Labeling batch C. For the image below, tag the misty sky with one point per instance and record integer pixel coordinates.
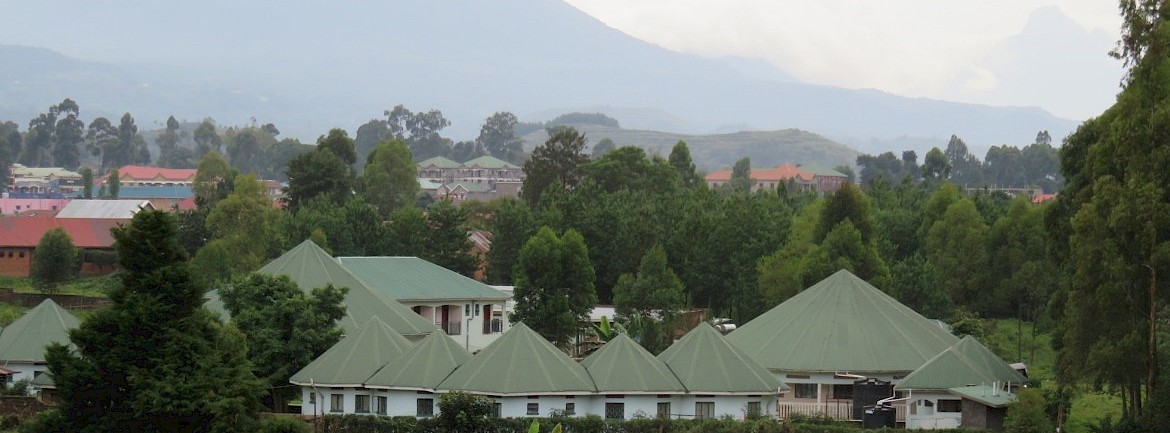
(947, 49)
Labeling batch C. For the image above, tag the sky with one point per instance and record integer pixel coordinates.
(971, 50)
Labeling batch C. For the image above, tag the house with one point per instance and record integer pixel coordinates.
(310, 267)
(334, 382)
(933, 404)
(814, 343)
(19, 238)
(22, 342)
(787, 174)
(148, 176)
(117, 210)
(721, 379)
(469, 311)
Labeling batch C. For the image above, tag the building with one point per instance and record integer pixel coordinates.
(22, 342)
(812, 343)
(310, 267)
(19, 238)
(148, 176)
(469, 311)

########################################

- _Exercise objective_:
Everything from the line containing "Labeling batch C. For the image above, tag the building" to the last line of the material above should be printed exactly, both ends included.

- _Completed exercise_:
Labeling batch C. For the image above, tag the building with one point per instance and record integer pixel coordinates.
(22, 342)
(812, 343)
(310, 267)
(19, 238)
(148, 176)
(469, 311)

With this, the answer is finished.